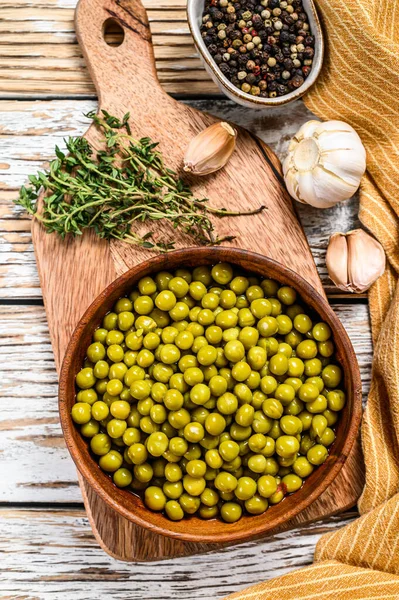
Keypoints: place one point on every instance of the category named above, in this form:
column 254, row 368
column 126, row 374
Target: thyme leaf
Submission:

▶ **Compito da svolgere**
Modifichi tutte le voci sostituendo "Target" con "Label" e lasciando invariato tutto il resto. Ometta le immagini nella risposta.

▶ **Risultato finale**
Keypoints: place one point on every instance of the category named above, in this form:
column 254, row 368
column 126, row 374
Label: thyme leaf
Submission:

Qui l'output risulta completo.